The problem:
Write out all of the entries exactly as given.

Information shown:
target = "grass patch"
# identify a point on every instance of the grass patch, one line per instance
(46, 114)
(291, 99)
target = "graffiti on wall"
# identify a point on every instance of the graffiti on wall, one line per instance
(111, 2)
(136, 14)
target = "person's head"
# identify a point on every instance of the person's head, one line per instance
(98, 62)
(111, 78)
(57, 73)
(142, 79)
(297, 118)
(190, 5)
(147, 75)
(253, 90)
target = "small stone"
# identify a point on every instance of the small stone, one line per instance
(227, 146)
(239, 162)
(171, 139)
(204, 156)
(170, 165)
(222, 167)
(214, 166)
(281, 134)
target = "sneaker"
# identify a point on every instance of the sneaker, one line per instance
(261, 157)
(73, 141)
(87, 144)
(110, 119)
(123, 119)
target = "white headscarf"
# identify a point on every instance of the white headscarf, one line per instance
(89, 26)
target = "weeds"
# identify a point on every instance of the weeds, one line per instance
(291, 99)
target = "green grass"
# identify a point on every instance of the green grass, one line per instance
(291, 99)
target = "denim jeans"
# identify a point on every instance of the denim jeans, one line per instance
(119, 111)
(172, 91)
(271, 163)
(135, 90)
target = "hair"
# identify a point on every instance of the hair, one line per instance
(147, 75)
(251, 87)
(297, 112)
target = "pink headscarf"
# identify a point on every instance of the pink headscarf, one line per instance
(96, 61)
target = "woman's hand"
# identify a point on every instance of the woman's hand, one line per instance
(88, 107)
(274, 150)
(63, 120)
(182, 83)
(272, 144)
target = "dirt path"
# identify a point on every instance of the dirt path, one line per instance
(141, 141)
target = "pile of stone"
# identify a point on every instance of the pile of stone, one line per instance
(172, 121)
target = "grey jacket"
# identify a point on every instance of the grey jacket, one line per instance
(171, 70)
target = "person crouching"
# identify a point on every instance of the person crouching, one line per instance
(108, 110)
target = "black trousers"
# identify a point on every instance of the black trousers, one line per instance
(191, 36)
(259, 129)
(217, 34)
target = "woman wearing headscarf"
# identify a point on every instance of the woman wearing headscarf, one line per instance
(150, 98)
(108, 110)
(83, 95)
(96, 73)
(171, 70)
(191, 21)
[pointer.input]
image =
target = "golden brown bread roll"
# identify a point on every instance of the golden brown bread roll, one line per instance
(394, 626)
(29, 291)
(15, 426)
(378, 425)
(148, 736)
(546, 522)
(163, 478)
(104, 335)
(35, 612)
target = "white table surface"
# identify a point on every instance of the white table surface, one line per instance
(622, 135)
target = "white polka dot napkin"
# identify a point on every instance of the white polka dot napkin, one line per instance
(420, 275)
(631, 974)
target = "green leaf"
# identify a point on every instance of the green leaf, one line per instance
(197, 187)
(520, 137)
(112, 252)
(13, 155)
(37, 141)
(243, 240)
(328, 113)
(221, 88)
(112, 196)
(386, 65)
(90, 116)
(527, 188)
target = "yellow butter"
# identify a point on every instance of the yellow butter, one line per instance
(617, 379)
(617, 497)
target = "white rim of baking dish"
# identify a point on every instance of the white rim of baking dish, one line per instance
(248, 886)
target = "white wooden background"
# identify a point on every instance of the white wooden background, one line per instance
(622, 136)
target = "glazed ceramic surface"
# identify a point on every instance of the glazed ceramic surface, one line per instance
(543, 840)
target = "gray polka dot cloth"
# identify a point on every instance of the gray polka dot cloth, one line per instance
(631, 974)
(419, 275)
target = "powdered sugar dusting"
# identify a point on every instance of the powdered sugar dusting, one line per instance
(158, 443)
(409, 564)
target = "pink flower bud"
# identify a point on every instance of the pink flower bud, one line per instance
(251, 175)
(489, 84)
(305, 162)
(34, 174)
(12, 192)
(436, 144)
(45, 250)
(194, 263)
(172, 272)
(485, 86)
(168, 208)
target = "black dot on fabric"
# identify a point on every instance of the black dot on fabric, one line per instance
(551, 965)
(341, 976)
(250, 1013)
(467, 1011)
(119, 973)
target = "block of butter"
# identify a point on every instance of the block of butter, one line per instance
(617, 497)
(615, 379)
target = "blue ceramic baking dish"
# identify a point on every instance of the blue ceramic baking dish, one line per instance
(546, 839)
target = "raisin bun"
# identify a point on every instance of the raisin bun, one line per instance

Correct answer:
target = "grass patch"
# identify a point on every instance of the grass patch, one line per instance
(46, 114)
(291, 99)
target = "graffiti on wall"
# identify a point on every instance of the graffiti on wall, one line per instance
(111, 2)
(136, 14)
target = "person's head"
# identify a point on every instance of the person's head, one line per instance
(98, 62)
(111, 78)
(57, 73)
(142, 79)
(297, 118)
(190, 5)
(147, 75)
(253, 90)
target = "small stone"
# identify a point on every instance of the small stone, one line per instance
(227, 146)
(239, 162)
(171, 139)
(204, 156)
(170, 165)
(222, 167)
(214, 166)
(281, 134)
target = "sneaker"
# identify a point on every instance of the sneaker, one line per instance
(261, 157)
(73, 141)
(87, 144)
(110, 119)
(123, 119)
target = "white headscarf"
# identify a point on every instance of the white headscarf, one line per instance
(89, 26)
target = "weeds"
# identify a point on every instance of the weeds, one line per instance
(291, 99)
target = "green grass"
# identify a point on every instance of the green grass, one line per instance
(291, 99)
target = "denim jeans"
# identify a point on every instance of the denim jeans, one line per instance
(119, 111)
(172, 91)
(271, 163)
(135, 90)
target = "hair"
# identify a point on every instance of the hair, one line per instance
(147, 75)
(251, 87)
(297, 112)
target = "pink headscarf"
# identify a point on every instance of the pink headscarf, one line per instance
(96, 61)
target = "woman's hand"
# identify a point on every instance of the woman's hand, one line per instance
(88, 107)
(274, 150)
(63, 120)
(182, 83)
(272, 144)
target = "dirt path"
# identify a point on every instance of the dirt path, one line per instance
(141, 141)
target = "pile of stone"
# identify a point on every instance of the pile of stone, one line per instance
(172, 121)
target = "grey jacket"
# identify a point on every instance of the grey jacket, one line per instance
(171, 70)
target = "person crouching"
# identify a point on every instance of the person crouching, one line per instance
(108, 110)
target = "black trousers"
# identify a point on every instance of the black trousers, one line per instance
(191, 36)
(259, 129)
(217, 34)
target = "woman wearing headscarf"
# identify a point on every instance of the woman wearing headscarf, one line per instance
(150, 98)
(108, 110)
(83, 95)
(96, 73)
(171, 70)
(191, 21)
[pointer.input]
image =
target = "golden brown bread roll"
# identify a point on every instance of the golden brown bread roll, one line per instance
(394, 626)
(29, 291)
(15, 426)
(378, 425)
(148, 736)
(546, 522)
(163, 478)
(104, 335)
(35, 612)
target = "white table surface"
# identify a point on every instance of the white table surface, one line per instance
(622, 135)
target = "white polka dot napkin"
# identify a point on every instance of the white polka dot napkin, one line per instance
(420, 275)
(631, 974)
target = "green leaf"
# identify a point on every instance of the green leaf, one line per instance
(197, 187)
(520, 137)
(112, 252)
(13, 155)
(37, 141)
(243, 240)
(328, 113)
(221, 88)
(112, 196)
(386, 65)
(90, 116)
(527, 188)
target = "yellow butter"
# identify a point on every instance of the yellow butter, one line per instance
(617, 379)
(617, 497)
target = "white rim of baking dish"
# identify a point on every instance of the white rim of baking dish, one line per instance
(248, 886)
target = "white wooden background"
# identify a point on every instance of the white wooden background, one line per instance
(622, 136)
target = "glazed ceramic surface"
# identify a point on every instance of the glazed ceramic surface, one line per instance
(543, 840)
target = "gray polka dot cloth"
# identify a point on every instance of the gray polka dot cloth, one line per instance
(631, 974)
(419, 275)
target = "powdered sugar dusting"
# identify a point on every instance of the powdered sugar dusting, one line per instance
(158, 443)
(409, 564)
target = "pink flower bud"
# identify a point on every instance of the pink flower bud, one line per instance
(251, 175)
(489, 84)
(305, 162)
(34, 174)
(12, 192)
(436, 144)
(45, 250)
(194, 263)
(172, 272)
(485, 86)
(168, 208)
target = "black dot on fabric"
# identify a point on every instance of the black dot on fabric, one line per instance
(551, 965)
(341, 976)
(250, 1013)
(467, 1011)
(119, 973)
target = "block of butter"
# identify a point on every instance of the block of butter, one line per instance
(617, 497)
(615, 379)
target = "blue ceramic baking dish"
# identify a point on every instance of the blue ceramic baking dish, one line per instance
(546, 839)
target = "raisin bun"
# identify a point on every instance of the raisin bun, one line per instance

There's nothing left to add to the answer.